• Task to complete:
Go line by line through the records below. Copy whichever lines contain the string "paved".

========

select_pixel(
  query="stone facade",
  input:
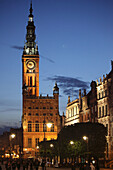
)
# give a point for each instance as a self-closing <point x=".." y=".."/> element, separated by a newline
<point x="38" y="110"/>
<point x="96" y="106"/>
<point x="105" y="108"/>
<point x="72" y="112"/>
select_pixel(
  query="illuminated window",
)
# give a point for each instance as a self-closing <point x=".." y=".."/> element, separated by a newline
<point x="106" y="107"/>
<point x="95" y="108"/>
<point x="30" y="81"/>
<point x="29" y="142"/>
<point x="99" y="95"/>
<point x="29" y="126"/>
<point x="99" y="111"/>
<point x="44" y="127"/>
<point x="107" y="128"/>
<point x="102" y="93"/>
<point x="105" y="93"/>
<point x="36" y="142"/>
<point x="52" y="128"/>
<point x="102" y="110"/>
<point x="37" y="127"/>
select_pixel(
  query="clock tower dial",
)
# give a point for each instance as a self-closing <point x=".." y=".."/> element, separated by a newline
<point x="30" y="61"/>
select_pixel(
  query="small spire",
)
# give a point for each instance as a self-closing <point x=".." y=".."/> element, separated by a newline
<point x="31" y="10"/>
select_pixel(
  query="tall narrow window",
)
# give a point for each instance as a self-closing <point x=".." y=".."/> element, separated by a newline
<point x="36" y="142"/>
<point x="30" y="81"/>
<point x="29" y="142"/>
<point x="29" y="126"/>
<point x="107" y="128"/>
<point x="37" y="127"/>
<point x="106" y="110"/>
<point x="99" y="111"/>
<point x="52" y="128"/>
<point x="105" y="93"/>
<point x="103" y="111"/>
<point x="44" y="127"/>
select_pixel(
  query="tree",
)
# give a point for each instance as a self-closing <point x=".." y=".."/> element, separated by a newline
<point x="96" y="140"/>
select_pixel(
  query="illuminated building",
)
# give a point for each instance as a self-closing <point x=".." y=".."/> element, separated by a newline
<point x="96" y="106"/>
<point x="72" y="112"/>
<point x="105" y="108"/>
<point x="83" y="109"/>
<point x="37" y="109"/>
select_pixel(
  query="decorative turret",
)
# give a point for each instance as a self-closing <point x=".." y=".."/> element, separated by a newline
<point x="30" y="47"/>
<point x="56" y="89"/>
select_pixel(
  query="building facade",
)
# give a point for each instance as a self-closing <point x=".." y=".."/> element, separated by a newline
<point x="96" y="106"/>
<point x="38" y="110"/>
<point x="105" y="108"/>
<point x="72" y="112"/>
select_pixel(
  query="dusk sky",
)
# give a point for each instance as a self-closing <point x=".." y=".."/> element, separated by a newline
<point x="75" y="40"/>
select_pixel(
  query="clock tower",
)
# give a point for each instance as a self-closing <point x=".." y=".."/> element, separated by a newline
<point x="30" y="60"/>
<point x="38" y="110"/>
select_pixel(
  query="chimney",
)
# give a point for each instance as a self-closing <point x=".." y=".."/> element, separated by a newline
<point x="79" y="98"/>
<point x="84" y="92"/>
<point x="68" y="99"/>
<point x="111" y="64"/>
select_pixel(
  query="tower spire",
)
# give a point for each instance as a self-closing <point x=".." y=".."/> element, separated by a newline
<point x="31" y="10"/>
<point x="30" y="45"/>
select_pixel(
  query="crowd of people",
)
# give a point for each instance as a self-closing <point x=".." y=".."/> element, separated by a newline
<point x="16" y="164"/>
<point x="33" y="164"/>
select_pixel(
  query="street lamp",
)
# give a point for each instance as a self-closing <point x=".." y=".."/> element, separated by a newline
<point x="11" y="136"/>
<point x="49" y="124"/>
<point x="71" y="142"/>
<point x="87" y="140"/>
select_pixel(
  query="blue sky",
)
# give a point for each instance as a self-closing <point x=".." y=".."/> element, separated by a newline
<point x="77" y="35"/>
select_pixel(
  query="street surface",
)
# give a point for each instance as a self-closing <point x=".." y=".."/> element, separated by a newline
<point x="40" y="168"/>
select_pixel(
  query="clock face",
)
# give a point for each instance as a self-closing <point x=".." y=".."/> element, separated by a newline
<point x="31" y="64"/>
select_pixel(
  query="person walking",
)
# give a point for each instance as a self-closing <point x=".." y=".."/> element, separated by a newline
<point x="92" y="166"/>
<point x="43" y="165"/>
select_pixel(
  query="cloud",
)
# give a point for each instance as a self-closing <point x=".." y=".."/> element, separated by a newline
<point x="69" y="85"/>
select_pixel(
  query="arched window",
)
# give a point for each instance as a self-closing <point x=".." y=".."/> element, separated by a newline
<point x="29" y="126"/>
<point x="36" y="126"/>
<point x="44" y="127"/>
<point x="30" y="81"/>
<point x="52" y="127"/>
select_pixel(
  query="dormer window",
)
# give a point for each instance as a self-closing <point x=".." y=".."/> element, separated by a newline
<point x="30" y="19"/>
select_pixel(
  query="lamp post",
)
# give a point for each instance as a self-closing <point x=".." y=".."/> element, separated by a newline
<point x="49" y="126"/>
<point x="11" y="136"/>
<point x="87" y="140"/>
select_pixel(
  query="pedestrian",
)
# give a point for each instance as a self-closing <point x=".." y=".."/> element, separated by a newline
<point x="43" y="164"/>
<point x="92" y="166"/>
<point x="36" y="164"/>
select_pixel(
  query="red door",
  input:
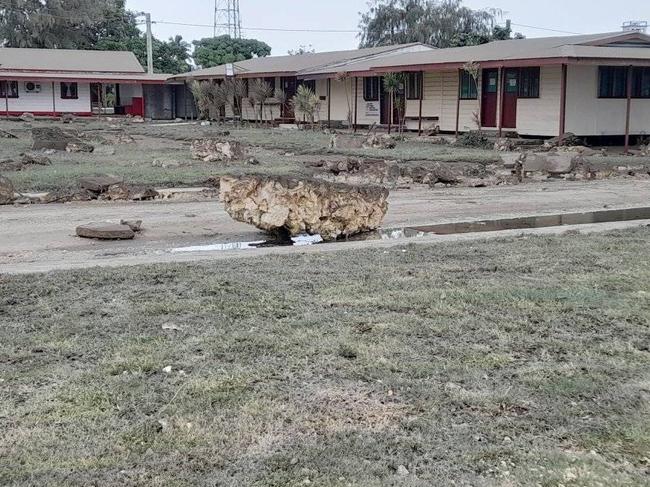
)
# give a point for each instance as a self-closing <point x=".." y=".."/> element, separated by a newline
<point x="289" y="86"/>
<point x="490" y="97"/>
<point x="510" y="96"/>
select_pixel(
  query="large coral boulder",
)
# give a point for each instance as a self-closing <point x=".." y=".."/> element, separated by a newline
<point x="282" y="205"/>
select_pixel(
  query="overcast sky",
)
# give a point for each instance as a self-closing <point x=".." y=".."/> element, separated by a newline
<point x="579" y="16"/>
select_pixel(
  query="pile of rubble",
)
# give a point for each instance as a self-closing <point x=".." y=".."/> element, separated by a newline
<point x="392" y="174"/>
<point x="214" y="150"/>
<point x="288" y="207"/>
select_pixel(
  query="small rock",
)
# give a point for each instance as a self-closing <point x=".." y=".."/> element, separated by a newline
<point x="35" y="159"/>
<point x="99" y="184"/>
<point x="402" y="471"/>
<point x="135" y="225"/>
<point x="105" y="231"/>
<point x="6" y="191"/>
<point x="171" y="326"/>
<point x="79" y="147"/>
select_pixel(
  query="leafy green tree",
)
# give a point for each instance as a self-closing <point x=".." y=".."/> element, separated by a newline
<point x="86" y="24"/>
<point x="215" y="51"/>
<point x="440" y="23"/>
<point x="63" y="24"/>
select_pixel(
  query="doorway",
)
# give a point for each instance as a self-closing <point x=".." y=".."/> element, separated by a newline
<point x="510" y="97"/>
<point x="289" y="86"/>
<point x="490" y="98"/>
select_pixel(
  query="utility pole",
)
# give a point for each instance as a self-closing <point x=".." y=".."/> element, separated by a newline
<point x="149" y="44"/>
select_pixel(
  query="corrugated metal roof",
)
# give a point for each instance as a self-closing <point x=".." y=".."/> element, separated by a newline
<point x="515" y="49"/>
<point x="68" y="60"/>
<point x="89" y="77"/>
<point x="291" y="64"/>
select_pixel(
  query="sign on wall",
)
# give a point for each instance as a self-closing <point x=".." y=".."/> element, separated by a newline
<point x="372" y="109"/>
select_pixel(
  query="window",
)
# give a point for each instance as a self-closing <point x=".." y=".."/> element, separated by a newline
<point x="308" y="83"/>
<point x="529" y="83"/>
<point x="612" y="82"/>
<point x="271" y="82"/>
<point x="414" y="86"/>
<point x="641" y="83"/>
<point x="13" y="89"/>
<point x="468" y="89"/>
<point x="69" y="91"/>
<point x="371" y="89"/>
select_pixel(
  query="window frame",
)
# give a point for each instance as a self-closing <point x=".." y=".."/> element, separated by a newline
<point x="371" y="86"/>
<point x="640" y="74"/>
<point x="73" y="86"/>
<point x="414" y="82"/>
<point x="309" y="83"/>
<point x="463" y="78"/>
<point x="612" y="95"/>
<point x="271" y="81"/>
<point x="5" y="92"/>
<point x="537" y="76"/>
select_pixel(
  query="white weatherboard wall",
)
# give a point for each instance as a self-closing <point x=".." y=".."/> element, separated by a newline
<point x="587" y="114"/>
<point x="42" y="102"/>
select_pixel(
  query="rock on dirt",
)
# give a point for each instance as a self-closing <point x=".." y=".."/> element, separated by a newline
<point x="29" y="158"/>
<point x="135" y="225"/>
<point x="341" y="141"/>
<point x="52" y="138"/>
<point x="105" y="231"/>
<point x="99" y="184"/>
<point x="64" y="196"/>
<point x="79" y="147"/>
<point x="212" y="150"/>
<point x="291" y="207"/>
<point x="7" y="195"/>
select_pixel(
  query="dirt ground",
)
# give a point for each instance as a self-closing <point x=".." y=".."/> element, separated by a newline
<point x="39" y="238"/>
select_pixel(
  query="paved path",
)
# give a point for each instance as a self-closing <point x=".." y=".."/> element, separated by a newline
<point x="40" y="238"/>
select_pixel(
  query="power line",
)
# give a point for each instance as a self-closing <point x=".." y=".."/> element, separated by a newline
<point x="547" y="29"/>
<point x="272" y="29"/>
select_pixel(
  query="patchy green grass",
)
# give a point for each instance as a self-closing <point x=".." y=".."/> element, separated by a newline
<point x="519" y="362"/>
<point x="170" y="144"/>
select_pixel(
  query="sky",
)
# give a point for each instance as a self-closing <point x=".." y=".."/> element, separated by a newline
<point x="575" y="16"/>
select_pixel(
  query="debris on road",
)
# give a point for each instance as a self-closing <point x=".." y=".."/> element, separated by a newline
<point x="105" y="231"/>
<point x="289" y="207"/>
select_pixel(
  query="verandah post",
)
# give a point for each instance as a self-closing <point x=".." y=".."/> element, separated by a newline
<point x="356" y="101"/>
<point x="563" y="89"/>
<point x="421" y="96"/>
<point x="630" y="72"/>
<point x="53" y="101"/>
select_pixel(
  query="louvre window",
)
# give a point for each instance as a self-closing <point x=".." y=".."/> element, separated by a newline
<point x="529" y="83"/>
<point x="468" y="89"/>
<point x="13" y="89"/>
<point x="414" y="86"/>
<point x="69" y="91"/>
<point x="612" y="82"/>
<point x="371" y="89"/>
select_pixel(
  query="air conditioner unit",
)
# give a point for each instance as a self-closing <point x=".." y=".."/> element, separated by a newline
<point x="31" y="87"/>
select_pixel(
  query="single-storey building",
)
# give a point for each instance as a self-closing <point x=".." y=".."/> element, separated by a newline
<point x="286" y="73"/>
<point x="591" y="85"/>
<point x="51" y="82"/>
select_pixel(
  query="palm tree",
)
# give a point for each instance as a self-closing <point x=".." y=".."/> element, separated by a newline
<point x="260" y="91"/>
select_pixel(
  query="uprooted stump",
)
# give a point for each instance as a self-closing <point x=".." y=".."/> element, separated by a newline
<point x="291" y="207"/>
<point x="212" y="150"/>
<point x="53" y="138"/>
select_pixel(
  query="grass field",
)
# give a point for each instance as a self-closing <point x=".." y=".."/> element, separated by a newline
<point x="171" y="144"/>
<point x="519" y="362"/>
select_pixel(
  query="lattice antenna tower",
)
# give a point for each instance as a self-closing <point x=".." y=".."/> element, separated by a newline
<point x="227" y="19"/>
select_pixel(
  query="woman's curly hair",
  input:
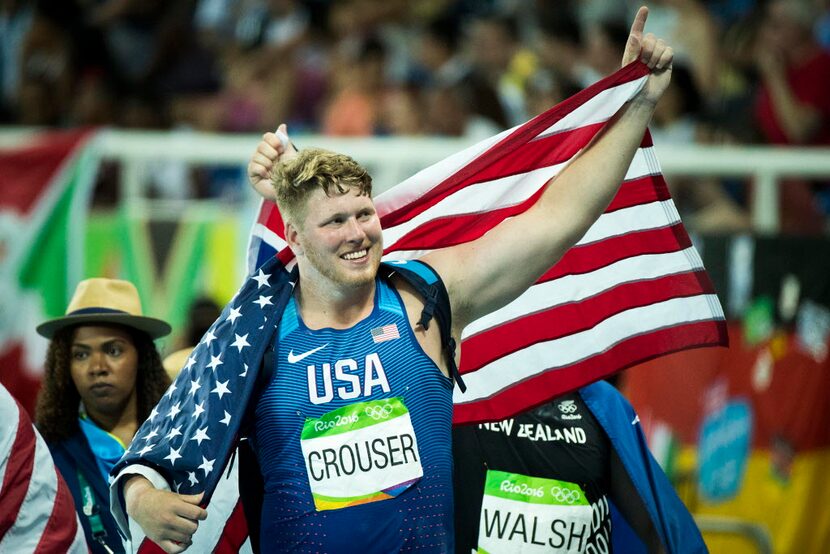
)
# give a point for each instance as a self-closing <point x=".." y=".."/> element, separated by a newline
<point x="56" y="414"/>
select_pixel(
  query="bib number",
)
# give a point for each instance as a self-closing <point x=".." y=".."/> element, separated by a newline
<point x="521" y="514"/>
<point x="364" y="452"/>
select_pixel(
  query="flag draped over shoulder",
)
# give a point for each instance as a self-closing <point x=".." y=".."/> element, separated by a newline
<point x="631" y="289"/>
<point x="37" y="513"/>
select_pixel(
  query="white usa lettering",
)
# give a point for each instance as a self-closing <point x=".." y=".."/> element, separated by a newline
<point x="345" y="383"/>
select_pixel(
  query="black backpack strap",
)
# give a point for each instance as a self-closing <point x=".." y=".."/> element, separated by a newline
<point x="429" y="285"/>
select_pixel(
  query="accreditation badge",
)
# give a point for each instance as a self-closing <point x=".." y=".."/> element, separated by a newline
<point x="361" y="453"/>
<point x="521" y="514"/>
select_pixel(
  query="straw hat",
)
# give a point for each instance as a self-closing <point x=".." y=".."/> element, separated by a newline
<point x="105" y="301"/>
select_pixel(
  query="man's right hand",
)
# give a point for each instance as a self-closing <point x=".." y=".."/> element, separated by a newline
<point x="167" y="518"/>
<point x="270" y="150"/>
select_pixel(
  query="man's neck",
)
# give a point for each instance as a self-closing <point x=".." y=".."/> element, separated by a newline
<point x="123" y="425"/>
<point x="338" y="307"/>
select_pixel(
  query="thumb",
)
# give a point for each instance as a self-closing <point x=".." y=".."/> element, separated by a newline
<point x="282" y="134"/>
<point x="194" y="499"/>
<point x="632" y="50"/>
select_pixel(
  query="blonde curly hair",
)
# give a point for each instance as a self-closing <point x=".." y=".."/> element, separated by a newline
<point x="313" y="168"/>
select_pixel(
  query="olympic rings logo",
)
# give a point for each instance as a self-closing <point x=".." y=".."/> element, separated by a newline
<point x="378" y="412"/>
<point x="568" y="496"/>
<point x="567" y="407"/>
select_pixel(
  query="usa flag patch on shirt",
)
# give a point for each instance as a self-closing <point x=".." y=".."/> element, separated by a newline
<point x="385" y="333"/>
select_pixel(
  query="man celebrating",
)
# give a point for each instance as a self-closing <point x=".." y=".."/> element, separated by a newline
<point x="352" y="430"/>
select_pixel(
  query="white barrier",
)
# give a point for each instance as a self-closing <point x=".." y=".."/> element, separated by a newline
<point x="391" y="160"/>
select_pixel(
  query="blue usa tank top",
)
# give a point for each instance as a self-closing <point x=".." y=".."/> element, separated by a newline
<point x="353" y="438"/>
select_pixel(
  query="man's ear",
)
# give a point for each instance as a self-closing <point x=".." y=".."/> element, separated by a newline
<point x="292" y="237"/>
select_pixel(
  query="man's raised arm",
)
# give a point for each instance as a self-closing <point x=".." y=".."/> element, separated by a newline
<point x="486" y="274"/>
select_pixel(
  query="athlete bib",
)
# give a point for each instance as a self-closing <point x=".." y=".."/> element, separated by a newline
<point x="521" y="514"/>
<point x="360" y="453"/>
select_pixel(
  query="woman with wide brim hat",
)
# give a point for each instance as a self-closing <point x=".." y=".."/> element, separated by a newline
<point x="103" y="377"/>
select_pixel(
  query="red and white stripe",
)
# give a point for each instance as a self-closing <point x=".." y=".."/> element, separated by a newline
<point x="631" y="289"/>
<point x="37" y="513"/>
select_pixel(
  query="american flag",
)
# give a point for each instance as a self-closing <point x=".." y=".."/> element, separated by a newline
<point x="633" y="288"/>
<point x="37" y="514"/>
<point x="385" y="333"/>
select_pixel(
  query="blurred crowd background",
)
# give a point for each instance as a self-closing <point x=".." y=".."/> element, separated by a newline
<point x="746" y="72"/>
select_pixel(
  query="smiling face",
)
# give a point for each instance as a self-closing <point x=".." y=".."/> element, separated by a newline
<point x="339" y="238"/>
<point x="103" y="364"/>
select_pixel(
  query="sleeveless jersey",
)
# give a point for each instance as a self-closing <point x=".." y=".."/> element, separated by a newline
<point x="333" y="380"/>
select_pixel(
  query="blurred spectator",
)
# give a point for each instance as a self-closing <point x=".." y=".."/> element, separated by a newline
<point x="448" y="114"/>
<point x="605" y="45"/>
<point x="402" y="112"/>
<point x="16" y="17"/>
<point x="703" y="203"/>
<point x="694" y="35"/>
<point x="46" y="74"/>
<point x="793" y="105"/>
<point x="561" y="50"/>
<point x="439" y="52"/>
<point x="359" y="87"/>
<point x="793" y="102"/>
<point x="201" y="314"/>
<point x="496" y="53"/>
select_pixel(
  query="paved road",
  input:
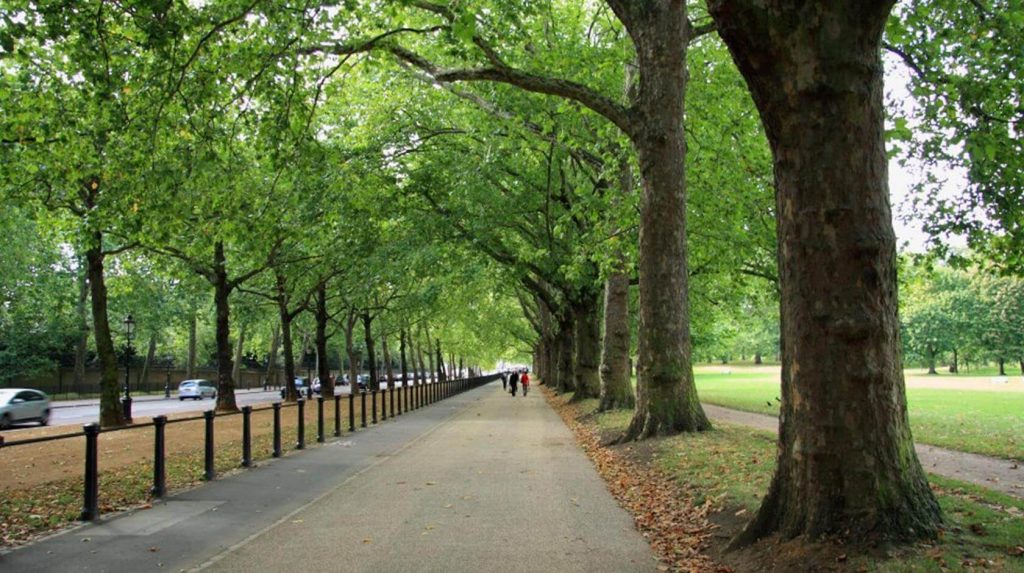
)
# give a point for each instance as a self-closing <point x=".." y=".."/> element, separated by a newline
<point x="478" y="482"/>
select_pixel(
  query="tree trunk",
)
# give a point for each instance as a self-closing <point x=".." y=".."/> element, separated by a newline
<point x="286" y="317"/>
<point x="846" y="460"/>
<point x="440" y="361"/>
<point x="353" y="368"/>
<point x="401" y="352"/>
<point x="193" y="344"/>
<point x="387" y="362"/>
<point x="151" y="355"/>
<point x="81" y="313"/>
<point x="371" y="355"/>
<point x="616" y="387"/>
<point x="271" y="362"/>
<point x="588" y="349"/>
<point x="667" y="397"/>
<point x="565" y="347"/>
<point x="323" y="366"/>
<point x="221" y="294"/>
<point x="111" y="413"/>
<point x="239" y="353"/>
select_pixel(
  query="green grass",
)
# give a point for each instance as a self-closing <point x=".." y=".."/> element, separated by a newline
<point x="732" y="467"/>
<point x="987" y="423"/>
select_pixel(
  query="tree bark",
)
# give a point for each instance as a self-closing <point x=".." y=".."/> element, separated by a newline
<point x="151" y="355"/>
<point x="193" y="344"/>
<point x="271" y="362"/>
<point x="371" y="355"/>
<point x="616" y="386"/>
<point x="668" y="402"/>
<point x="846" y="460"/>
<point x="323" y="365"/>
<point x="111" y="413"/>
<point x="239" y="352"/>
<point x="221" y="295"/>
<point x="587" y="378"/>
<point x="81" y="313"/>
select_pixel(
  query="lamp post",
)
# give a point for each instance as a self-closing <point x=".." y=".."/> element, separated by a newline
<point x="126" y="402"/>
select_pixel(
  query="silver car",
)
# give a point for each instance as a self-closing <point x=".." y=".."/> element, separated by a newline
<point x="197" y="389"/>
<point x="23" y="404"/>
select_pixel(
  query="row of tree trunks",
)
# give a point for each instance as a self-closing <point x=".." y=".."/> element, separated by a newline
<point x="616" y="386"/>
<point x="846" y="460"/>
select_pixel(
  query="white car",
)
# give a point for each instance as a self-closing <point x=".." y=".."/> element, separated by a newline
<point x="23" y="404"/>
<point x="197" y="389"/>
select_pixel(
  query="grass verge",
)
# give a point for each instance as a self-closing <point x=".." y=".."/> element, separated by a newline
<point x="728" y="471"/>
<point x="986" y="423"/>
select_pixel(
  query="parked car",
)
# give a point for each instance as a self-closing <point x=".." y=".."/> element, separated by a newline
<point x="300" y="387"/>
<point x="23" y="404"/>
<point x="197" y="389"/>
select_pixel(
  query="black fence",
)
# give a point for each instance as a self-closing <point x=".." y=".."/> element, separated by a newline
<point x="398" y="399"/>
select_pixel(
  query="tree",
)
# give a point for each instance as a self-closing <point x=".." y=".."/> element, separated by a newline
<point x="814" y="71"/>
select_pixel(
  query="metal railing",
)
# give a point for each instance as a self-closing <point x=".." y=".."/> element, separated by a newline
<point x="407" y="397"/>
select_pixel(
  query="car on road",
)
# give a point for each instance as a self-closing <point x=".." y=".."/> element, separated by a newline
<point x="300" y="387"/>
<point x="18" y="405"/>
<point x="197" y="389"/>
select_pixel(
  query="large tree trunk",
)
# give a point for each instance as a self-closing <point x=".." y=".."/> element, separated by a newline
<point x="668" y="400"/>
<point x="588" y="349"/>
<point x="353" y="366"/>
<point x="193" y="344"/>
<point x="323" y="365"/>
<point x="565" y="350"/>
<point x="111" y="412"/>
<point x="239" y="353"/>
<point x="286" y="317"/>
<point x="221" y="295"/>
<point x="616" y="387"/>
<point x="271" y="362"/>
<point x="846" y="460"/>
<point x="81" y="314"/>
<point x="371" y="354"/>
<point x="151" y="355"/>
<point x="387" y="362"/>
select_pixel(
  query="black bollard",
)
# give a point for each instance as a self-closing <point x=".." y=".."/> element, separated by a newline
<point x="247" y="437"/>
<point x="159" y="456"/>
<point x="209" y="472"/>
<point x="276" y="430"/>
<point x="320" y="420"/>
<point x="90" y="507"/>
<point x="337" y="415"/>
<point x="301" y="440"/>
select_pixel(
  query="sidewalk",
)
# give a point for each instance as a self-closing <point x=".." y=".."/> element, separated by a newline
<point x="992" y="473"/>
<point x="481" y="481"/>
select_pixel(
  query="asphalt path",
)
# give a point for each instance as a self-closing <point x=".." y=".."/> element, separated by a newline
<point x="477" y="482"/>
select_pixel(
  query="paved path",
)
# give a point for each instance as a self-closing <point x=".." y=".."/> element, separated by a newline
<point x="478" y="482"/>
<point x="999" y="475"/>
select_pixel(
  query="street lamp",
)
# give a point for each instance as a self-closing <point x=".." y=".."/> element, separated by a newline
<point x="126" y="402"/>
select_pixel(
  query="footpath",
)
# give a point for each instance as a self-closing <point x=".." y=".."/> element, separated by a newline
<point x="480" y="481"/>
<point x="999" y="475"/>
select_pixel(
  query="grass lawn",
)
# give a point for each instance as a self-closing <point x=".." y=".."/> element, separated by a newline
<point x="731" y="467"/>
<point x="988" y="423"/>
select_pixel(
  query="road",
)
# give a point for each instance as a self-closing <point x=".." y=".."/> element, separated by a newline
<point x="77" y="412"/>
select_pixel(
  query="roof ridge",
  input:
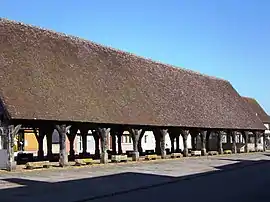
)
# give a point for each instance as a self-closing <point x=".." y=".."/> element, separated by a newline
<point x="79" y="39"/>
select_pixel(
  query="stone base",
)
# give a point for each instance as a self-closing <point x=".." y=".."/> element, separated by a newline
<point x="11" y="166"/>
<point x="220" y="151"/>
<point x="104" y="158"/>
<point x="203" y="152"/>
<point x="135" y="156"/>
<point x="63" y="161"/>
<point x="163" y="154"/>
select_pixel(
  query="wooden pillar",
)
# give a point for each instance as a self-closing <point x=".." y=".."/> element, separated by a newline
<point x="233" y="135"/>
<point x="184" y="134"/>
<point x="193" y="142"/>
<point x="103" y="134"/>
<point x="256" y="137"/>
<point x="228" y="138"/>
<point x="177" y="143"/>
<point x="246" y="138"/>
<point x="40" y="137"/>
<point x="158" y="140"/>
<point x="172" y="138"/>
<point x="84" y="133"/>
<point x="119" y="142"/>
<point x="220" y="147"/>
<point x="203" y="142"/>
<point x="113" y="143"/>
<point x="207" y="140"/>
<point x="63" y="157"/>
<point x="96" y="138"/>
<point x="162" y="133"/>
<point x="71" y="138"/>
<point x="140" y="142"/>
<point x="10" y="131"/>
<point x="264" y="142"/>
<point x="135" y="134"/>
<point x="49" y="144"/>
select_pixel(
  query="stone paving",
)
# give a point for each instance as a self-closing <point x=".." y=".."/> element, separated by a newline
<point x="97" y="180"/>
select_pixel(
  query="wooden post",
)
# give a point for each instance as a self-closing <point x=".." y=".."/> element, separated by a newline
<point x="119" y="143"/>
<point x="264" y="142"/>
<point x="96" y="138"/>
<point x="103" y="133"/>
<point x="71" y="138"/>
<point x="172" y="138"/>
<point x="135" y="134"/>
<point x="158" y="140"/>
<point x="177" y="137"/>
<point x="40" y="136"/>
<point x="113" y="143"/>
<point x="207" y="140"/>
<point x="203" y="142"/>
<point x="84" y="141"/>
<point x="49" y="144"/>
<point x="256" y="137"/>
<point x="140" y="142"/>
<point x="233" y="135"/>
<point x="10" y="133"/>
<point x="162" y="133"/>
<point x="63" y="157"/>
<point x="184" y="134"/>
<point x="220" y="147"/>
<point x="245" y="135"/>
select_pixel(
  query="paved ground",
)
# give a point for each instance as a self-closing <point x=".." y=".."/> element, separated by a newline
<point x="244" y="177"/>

========

• Answer space:
  query="paved path",
  query="paved road",
  query="paved path",
  query="paved ground",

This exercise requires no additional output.